2.6.2 Reavaliação do modelo de regulação
As mudanças das regras da REN 482/12, através da citada revisão normativa, é questionada pela sociedade, pelos agentes, pelas entidades e pelas associações que fomentam, utilizam e operam essa tecnologia, desde o seu início, em 2012. Utiliza-se como argumento as várias vantagens que a GD agrega ao setor elétrico e à sociedade, pleiteando-se também políticas que estimulem o seu impulsionamento, ao invés da criação de barreiras ao seu desenvolvimento, que pode desacelerar as suas contribuições à matriz e ao setor elétrico. É pertinente recordar as crises recentes no sistema elétrico nacional, frequente elevação dos custos de energia elétrica ao consumidor e cenário de aumento da demanda que, segundo a ANEEL (2012), crescerá 2,1% ao ano até 2040, em uma escala global, reforçando a necessidade de ampliação das usinas de geração de energia, sem ser possível deixar de lado a responsabilidade com as questões socioambientais, a exemplo das emissões dos gases de efeito estufa.
As emissões globais de CO₂atingiram um recorde em 2018. As emissões de CO₂do setor de energia aumentaram 2,6% em 2017 e 2,5% em 2018, após três anos de declínio (IEA, 2020). As novas formas de produção de eletricidade apresentam-se como alternativa para apoiar a reversão deste cenário de fornecimento global de eletricidade, pelo aumento de fontes renováveis de geração, como a eólica e a solar fotovoltaica.
2.6.3 Movimento da sociedade acerca da revisão da resolução da MMGD
No segundo semestre de 2019, o debate sobre a revisão no mecanismo aplicado aos sistemas de GD de pequeno porte tornou-se mais polêmico com o pronunciamento acerca do tema, por entrevistas aos jornalistas, de vários políticos de todas as esferas do poder, com a predominância de representantes da esfera federal. Eles ficaram sensibilizados pela opinião pública, que através das redes sociais e dos canais de mídia do país, passaram a veicular diversas notícias e postagens sobre a mudança nas regras do SCEE e da MMGD, que em sua grande maioria são da fonte solar. Inclusive, nessa ocasião surgiu, a hashtag #Taxarosolnão, no intuito de passar à sociedade a ideia de que haveria iniciativas para a criação de impostos sobre a geração de energia solar no país. Segundo Bizawu et al. (2020), os críticos da alteração regulatória afirmam que a cobrança acabará por desincentivar mais consumidores a aderirem à GD, pois tempo para o retorno do investimento aumentaria. Porém, a polêmica perdura e depara-se com notícias desencontradas a respeito destas definições. Várias entidades têm-se colocado contra o formato proposto, especialmente aquelas ligadas às associações de energia limpa, pressionando parlamentares e o Poder Executivo.

==*==

OBJETIVOS -
a) Reescreva de forma mais curta o parágrafo do trecho que começa com "As emissões globais de CO₂", sem perder os fatos principais.
b) Segundo o trecho, por que os críticos da alteração regulatória afirmam que a cobrança desestimularia a adesão de consumidores à GD? Explique em uma a três frases.
c) Por favor, cite do trecho tudo o que vai de "As emissões globais" até "a solar fotovoltaica.".

SEÇÃO DE DADOS -
==*==

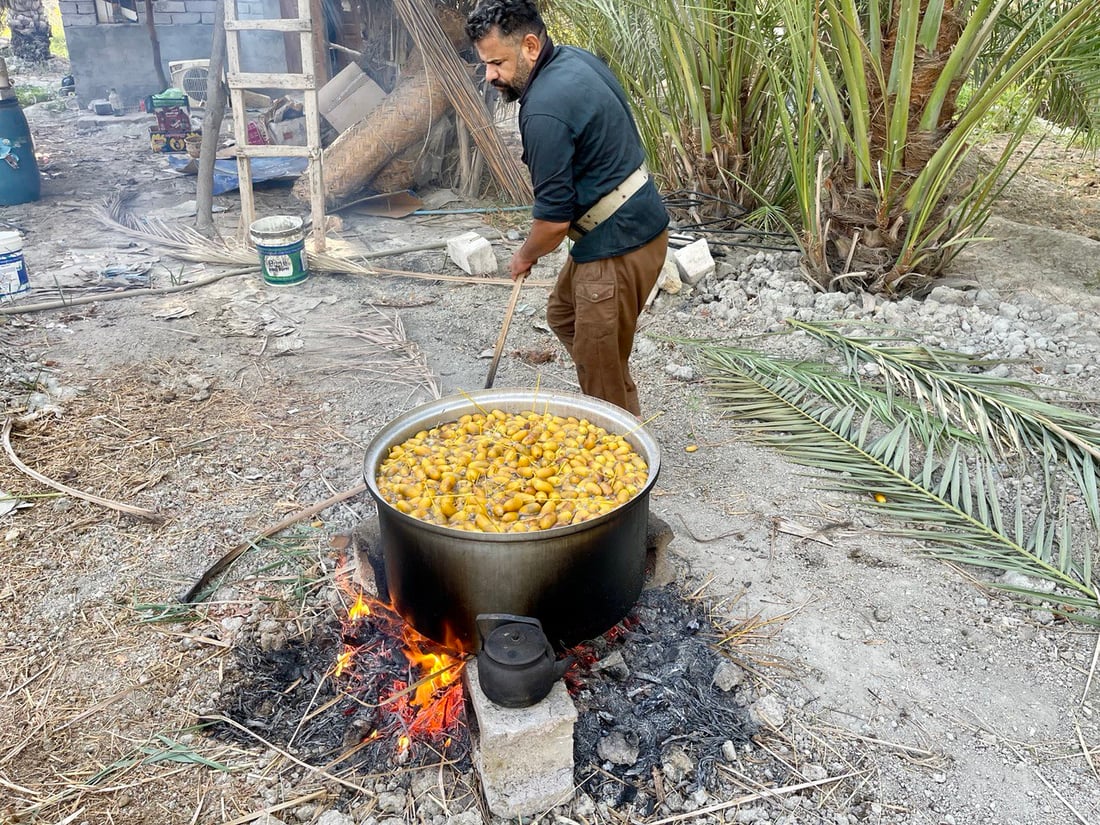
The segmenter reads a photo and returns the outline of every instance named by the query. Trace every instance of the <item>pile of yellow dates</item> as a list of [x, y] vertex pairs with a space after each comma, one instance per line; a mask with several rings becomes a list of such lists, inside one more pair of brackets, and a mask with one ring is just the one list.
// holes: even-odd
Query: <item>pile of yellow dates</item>
[[530, 532], [608, 513], [648, 475], [625, 438], [584, 419], [494, 409], [391, 448], [377, 483], [389, 504], [424, 521]]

==*==

SOLUÇÕES DOS PROBLEMAS -
a) As emissões globais de CO₂ bateram recorde em 2018. No setor de energia, elas subiram 2,6% em 2017 e 2,5% em 2018, depois de três anos de queda (IEA, 2020). As novas formas de produzir eletricidade, com mais fontes renováveis como a eólica e a solar fotovoltaica, surgem como alternativa para ajudar a reverter esse quadro.

b) Segundo Bizawu et al. (2020), a cobrança aumentaria o tempo de retorno do investimento. Por isso, ela acabaria desincentivando mais consumidores a aderirem à GD.

c)
As emissões globais de CO₂atingiram um recorde em 2018. As emissões de CO₂do setor de energia aumentaram 2,6% em 2017 e 2,5% em 2018, após três anos de declínio (IEA, 2020). As novas formas de produção de eletricidade apresentam-se como alternativa para apoiar a reversão deste cenário de fornecimento global de eletricidade, pelo aumento de fontes renováveis de geração, como a eólica e a solar fotovoltaica.